Task requirements: Go through the material below and count the lines with the string "target"; the number is the whole answer.

Data shown:
= = = = =

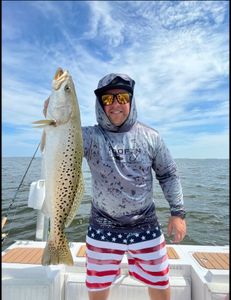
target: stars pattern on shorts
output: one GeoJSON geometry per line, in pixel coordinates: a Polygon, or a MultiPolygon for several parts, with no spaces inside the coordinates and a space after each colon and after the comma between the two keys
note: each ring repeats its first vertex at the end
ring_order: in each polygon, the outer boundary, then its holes
{"type": "Polygon", "coordinates": [[[162,231],[159,226],[156,226],[154,229],[139,232],[124,232],[122,230],[109,231],[99,228],[96,229],[93,228],[93,226],[89,226],[87,234],[90,238],[98,241],[113,242],[120,244],[133,244],[158,238],[162,234],[162,231]]]}

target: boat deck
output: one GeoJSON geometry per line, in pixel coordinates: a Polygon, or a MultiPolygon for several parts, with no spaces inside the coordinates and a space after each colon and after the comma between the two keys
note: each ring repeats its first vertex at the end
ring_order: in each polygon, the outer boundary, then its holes
{"type": "MultiPolygon", "coordinates": [[[[41,265],[42,254],[43,248],[15,247],[6,252],[6,254],[2,257],[2,262],[41,265]]],[[[179,256],[173,247],[167,247],[167,254],[169,259],[179,259],[179,256]]],[[[81,245],[76,253],[76,257],[85,256],[86,245],[81,245]]]]}
{"type": "MultiPolygon", "coordinates": [[[[17,241],[2,252],[3,300],[87,298],[84,243],[70,243],[74,266],[42,266],[45,242],[17,241]],[[29,297],[29,298],[28,298],[29,297]]],[[[229,299],[229,247],[167,245],[171,300],[229,299]]],[[[128,276],[127,258],[110,300],[146,300],[147,288],[128,276]]]]}

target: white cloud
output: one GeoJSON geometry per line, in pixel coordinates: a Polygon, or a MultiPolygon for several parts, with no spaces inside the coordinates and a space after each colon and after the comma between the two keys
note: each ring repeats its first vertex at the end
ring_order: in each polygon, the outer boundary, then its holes
{"type": "Polygon", "coordinates": [[[190,25],[220,24],[227,13],[227,1],[133,1],[137,16],[164,28],[172,29],[190,25]],[[153,17],[154,16],[154,17],[153,17]]]}
{"type": "Polygon", "coordinates": [[[91,10],[90,31],[84,37],[106,39],[109,47],[117,47],[124,41],[124,24],[119,18],[113,17],[113,5],[107,1],[88,1],[91,10]]]}
{"type": "MultiPolygon", "coordinates": [[[[190,133],[185,139],[181,135],[185,135],[185,128],[227,126],[228,91],[227,86],[222,87],[228,84],[229,74],[228,27],[222,25],[226,4],[87,1],[84,4],[90,8],[90,16],[86,15],[85,27],[79,31],[76,20],[76,31],[71,31],[65,18],[68,14],[73,18],[77,2],[67,4],[64,13],[66,4],[43,2],[29,5],[39,10],[44,20],[56,22],[57,42],[37,38],[35,43],[22,40],[16,45],[14,38],[3,39],[3,122],[24,128],[22,135],[4,136],[4,143],[11,145],[12,138],[26,143],[27,134],[30,139],[30,123],[42,116],[43,101],[49,96],[58,66],[72,74],[83,125],[95,123],[93,91],[98,80],[107,73],[120,72],[136,80],[140,119],[158,126],[170,144],[174,139],[187,140],[184,147],[188,155],[197,153],[196,143],[204,148],[206,143],[202,145],[200,135],[194,140],[190,133]],[[191,147],[195,150],[190,152],[191,147]]],[[[20,36],[22,23],[20,19],[13,36],[20,36]]],[[[4,36],[12,30],[10,20],[5,28],[4,36]]],[[[209,146],[213,134],[203,129],[201,136],[206,134],[209,146]]],[[[222,141],[225,134],[221,133],[222,141]]],[[[174,149],[183,155],[182,148],[174,149]]],[[[214,150],[213,155],[216,153],[214,150]]]]}
{"type": "Polygon", "coordinates": [[[30,1],[28,5],[38,10],[44,18],[55,20],[56,24],[65,24],[64,12],[71,12],[72,9],[70,1],[30,1]]]}

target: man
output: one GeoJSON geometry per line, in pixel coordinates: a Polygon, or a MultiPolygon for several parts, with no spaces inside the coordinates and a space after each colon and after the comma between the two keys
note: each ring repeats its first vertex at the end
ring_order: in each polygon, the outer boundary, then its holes
{"type": "Polygon", "coordinates": [[[153,201],[152,170],[169,202],[168,234],[174,234],[173,242],[186,234],[176,164],[159,133],[137,121],[134,85],[125,74],[103,77],[95,90],[98,125],[82,128],[93,188],[86,237],[90,300],[109,299],[125,252],[129,274],[148,287],[150,299],[170,300],[169,265],[153,201]]]}

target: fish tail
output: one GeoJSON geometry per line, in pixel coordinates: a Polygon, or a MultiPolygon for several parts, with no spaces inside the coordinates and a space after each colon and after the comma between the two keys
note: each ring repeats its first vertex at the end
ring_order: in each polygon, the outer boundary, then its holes
{"type": "Polygon", "coordinates": [[[53,240],[48,240],[46,247],[43,251],[42,265],[58,265],[65,264],[73,266],[74,261],[71,251],[68,246],[65,234],[62,234],[63,239],[55,243],[53,240]]]}

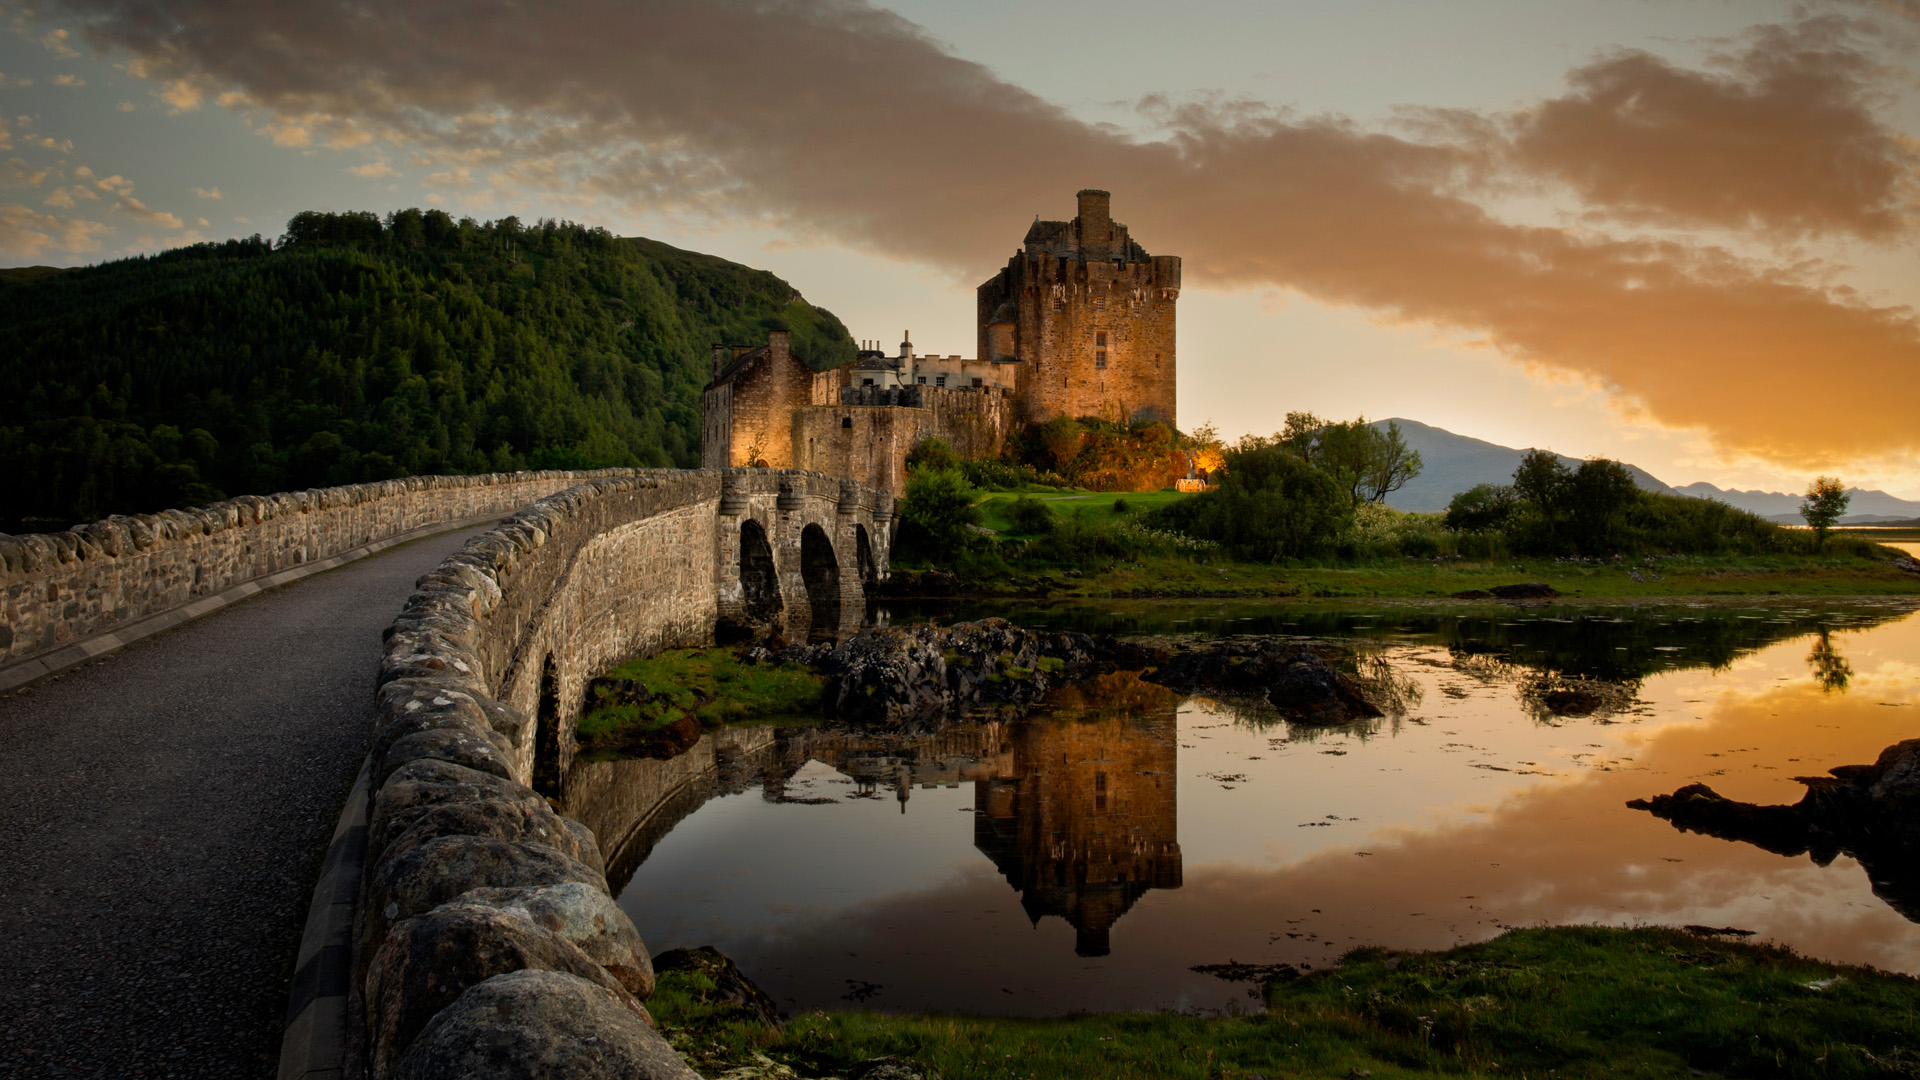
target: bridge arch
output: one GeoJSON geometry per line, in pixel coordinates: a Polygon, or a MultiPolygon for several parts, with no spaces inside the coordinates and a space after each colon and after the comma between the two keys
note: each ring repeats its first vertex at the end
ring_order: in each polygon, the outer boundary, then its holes
{"type": "Polygon", "coordinates": [[[853,527],[853,565],[860,572],[860,586],[864,592],[880,576],[880,571],[873,564],[873,538],[867,535],[865,525],[856,524],[853,527]]]}
{"type": "Polygon", "coordinates": [[[780,571],[773,561],[773,544],[766,526],[747,518],[740,523],[740,606],[749,623],[767,623],[780,617],[780,571]]]}
{"type": "Polygon", "coordinates": [[[554,799],[563,795],[566,764],[560,700],[560,665],[548,653],[540,665],[540,700],[533,717],[533,782],[527,786],[554,799]]]}
{"type": "Polygon", "coordinates": [[[833,541],[819,525],[808,524],[800,530],[800,581],[807,590],[809,629],[837,631],[840,628],[840,561],[833,553],[833,541]]]}

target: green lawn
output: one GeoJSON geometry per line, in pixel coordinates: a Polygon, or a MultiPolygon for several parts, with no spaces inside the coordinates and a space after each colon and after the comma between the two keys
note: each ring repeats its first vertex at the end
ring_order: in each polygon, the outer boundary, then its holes
{"type": "MultiPolygon", "coordinates": [[[[751,977],[751,971],[747,972],[751,977]]],[[[692,973],[648,1008],[708,1076],[847,1075],[881,1056],[1002,1077],[1902,1077],[1920,981],[1680,930],[1516,930],[1441,953],[1363,949],[1280,982],[1264,1015],[1053,1020],[812,1012],[769,1029],[692,973]],[[768,1061],[767,1059],[771,1059],[768,1061]]]]}
{"type": "Polygon", "coordinates": [[[1012,528],[1007,520],[1006,508],[1015,499],[1034,499],[1046,503],[1053,512],[1061,517],[1072,517],[1082,511],[1089,514],[1112,514],[1115,500],[1125,499],[1133,512],[1157,510],[1173,502],[1184,499],[1186,492],[1171,488],[1161,491],[990,491],[976,505],[986,515],[984,524],[995,532],[1004,533],[1012,528]]]}

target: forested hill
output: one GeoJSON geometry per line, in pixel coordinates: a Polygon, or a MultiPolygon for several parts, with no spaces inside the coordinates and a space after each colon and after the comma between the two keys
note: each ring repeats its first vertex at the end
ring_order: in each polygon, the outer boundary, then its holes
{"type": "Polygon", "coordinates": [[[0,275],[0,530],[424,473],[691,466],[710,344],[847,329],[763,270],[567,223],[305,213],[0,275]]]}

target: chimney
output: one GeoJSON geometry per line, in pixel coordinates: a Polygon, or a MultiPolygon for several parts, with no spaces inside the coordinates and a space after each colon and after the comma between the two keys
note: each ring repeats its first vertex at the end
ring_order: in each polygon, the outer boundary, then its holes
{"type": "Polygon", "coordinates": [[[715,346],[713,347],[713,378],[714,378],[714,381],[716,381],[716,382],[718,382],[718,381],[719,381],[719,379],[720,379],[720,371],[721,371],[721,369],[722,369],[722,368],[725,368],[726,366],[727,366],[727,347],[726,347],[725,345],[715,345],[715,346]]]}
{"type": "Polygon", "coordinates": [[[1113,249],[1113,196],[1099,188],[1086,188],[1079,194],[1080,257],[1106,259],[1113,249]]]}
{"type": "Polygon", "coordinates": [[[787,362],[788,351],[793,346],[793,335],[785,330],[767,331],[767,359],[775,365],[787,362]]]}

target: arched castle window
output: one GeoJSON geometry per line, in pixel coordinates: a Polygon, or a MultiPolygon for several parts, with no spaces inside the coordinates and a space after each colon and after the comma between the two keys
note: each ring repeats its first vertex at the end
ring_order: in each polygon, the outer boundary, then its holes
{"type": "Polygon", "coordinates": [[[1107,367],[1107,333],[1104,330],[1093,335],[1093,366],[1101,371],[1107,367]]]}

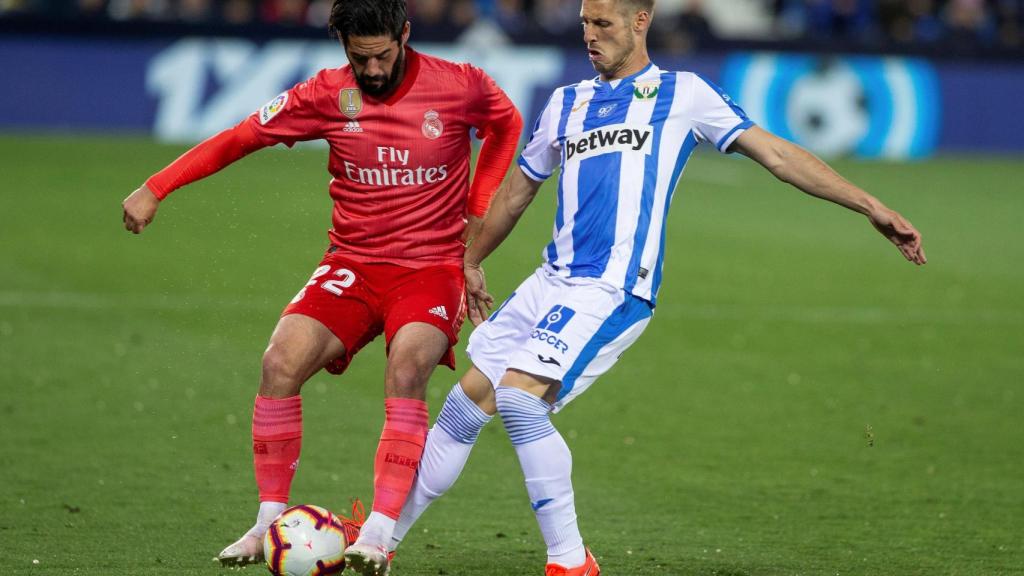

= = = = =

The answer: 10